Pick out each line of the material below that contains the string "SHOULD".

--- Given entries ---
════════

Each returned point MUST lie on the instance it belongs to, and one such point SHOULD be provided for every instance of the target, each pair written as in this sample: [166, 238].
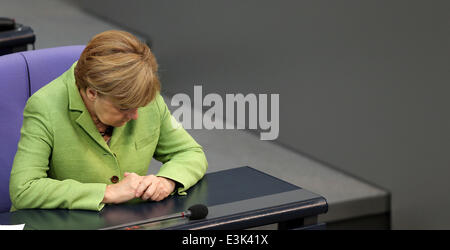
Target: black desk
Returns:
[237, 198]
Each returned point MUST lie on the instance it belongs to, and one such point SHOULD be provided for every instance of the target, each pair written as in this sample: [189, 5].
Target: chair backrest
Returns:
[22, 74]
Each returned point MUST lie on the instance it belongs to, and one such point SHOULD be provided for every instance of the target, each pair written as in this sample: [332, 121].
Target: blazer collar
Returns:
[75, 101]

════════

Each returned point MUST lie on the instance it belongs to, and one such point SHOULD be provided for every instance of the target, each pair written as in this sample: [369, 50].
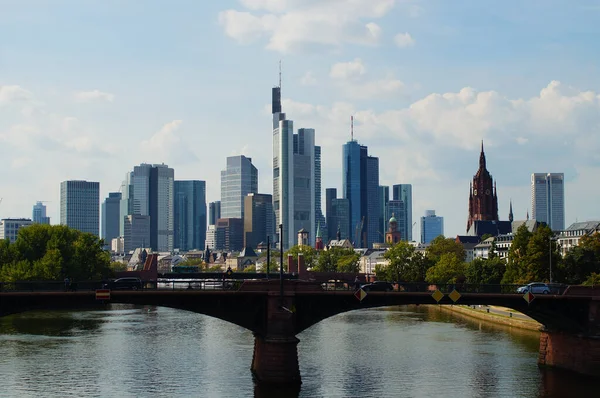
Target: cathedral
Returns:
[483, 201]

════════

--- Written solution ---
Each returned point MUST lie on the instance it belongs to, and one such point SHOULD be provided for every instance of the target, each pair written as in this sample: [166, 238].
Each returned point MUST lie on the instance it belongs to, and one such point SHOULD be provided for every instance of the target, each pair written as in this sample: [189, 5].
Each returned point MUST lie on the instance it belongs to, and one such point SHOULD be provided for every instance of the target, each pair written as in this sample: [332, 121].
Each returned point MUST lie on the instance it belongs to, and one such point SHOULD be provided for every instance of the target, each pair written as in this sample: [369, 50].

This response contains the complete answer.